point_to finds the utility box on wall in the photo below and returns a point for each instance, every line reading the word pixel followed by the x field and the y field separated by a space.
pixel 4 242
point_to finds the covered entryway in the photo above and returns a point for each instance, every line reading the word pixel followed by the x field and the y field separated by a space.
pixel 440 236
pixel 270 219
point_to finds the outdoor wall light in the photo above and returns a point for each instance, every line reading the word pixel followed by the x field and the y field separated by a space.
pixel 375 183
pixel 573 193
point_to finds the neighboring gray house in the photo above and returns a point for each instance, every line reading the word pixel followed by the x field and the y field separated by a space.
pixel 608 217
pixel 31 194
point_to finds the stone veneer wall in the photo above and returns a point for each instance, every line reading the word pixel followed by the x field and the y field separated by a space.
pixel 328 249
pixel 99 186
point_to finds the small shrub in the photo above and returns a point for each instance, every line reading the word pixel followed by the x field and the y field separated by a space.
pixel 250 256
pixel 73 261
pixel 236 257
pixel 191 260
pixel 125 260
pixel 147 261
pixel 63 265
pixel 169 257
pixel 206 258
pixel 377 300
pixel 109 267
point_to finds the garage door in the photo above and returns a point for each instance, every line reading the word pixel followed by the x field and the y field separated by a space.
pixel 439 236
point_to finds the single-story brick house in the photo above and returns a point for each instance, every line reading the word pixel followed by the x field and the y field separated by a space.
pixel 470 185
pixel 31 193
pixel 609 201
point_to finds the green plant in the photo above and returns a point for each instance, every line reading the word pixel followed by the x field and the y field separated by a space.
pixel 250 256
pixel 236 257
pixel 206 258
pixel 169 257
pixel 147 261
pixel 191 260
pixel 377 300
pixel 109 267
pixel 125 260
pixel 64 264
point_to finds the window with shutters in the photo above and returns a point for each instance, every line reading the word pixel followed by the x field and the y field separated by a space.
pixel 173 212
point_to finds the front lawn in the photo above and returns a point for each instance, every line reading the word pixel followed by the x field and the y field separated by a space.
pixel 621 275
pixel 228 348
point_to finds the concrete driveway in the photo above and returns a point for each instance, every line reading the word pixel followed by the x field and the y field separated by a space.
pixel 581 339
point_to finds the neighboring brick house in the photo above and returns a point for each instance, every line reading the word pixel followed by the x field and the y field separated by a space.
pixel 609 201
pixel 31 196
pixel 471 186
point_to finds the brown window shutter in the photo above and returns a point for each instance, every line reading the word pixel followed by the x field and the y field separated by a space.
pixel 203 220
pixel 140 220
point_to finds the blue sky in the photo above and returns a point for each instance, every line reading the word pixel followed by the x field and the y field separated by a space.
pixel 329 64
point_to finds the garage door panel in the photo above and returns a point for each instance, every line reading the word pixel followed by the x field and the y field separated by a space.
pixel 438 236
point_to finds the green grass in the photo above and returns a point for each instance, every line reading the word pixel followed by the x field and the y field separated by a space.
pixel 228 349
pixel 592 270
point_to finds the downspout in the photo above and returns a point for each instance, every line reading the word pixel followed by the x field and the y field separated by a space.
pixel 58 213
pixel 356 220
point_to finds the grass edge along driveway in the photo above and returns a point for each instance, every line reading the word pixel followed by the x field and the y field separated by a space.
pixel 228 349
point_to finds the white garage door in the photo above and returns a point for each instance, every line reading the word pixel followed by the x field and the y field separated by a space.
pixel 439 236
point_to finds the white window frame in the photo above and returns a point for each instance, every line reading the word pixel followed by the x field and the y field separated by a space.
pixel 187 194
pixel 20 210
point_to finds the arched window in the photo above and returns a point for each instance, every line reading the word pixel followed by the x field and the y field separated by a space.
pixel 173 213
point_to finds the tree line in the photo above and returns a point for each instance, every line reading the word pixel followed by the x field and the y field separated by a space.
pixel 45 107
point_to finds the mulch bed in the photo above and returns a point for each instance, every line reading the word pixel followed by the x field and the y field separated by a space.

◇ ◇ ◇

WORK TO COMPLETE ▸
Your reply needs to reproduce all of the listing exactly.

RESULT OF THIS TASK ▸
point_to finds the utility box on wall in the photo below and returns a point for each instance, every line reading the word pixel followed by the x field and the y field separated by a space.
pixel 4 242
point_to finds the covered entryway in the photo above and returns a point for each instance, every line reading the word pixel followed by the x field and the y field separated by a space.
pixel 440 236
pixel 270 219
point_to finds the outdoor wall light in the photo above and returns a point for each instance, every line reading the word pixel followed by the x field and the y field separated by a space.
pixel 375 183
pixel 573 193
point_to finds the neighboring gray house in the photo above and returns a point for each instance, every line reading the word pixel followed by the x field and the y field separated by a space.
pixel 608 217
pixel 31 194
point_to finds the stone veneer wall in the photo above and returns a point for each instance, every line reading the word pixel followed by the x field and the y field separated by a space.
pixel 328 249
pixel 99 186
point_to finds the small shrub in the photo above and returns a point for each instance, every line reading the word pixel followed by the x field and the y field separated by a space.
pixel 250 256
pixel 73 261
pixel 236 257
pixel 191 260
pixel 125 260
pixel 147 261
pixel 63 265
pixel 169 257
pixel 206 258
pixel 377 300
pixel 109 267
point_to finds the garage door in the photo above and returns a point for each instance, every line reading the word pixel followed by the x field and the y field separated by a space.
pixel 439 236
point_to finds the single-story brick house in the photo above and returns a point for each instance, every line reading the word pixel followed by the x field and the y field separated by a space.
pixel 470 185
pixel 31 193
pixel 609 201
point_to finds the green plant in the photo above and returns a point for each instance, every line reading the word pixel followed by the x field and the y field separated by a space.
pixel 250 256
pixel 236 257
pixel 206 258
pixel 169 257
pixel 147 261
pixel 191 260
pixel 377 300
pixel 109 267
pixel 125 260
pixel 64 264
point_to finds the window with shutters in the photo above and returns a point for each instance, every line reading the word pixel followed by the x field and the y field separated by a space.
pixel 173 212
point_to finds the front lawn in the photo above and returns a point for each instance, every line reading the word pixel followed by the x field and the y field separated by a space.
pixel 621 275
pixel 228 348
point_to finds the concrete driveway in the photo above and returns a point for each instance, every line reading the word pixel followed by the x field and the y field separated by a space.
pixel 581 339
point_to finds the neighboring brick house in the photo above and returns a point for each instance, every line reading the word pixel followed by the x field and the y field separated by a space.
pixel 609 201
pixel 31 196
pixel 471 186
point_to finds the brown window shutter in the photo above and returns a point for each instance, every line reading the word pixel followed by the x field and the y field separated by a space.
pixel 203 220
pixel 140 220
point_to finds the blue sky in the photo above and returns a point for each instance, every line reading the word pixel followed by the x field and the y field separated by a space.
pixel 329 64
point_to finds the garage door panel in the photo above and returns a point for each instance, every line reading the word pixel followed by the x field and the y field separated by a space.
pixel 438 236
point_to finds the green grass in the photo above and returns a point for each instance, every line reading the word pixel followed by the x field and the y field separated by a space.
pixel 228 349
pixel 592 270
point_to finds the downspout in the photo above and returns a point for each instance, every line reading the word pixel followed by the x field and the y field separated by a space.
pixel 58 213
pixel 356 220
point_to finds the grass edge along driveway in the photo above and returns a point for each instance, every line reading the word pixel followed by the x field and the y field separated by a space.
pixel 228 349
point_to finds the white garage door in the photo above and returns a point for each instance, every line reading the word pixel followed by the x field and the y field separated by a space.
pixel 439 236
point_to finds the white window frame in the photo above and returns a point for each instance, every line reading the word pixel followed by the x field and the y field separated by a space.
pixel 187 194
pixel 20 210
point_to finds the arched window in the photo above and returns a point for each instance, every line reading the word pixel followed by the x field and the y field separated by a space.
pixel 173 213
point_to finds the tree line in the photo above and returns a point for each instance, every line reading the word pixel followed by the x field and the y field separated by a space.
pixel 45 107
point_to finds the mulch bed in the photo above and returns a point for each instance, every line reading the word pixel followed by the x field and the y field separated by a space.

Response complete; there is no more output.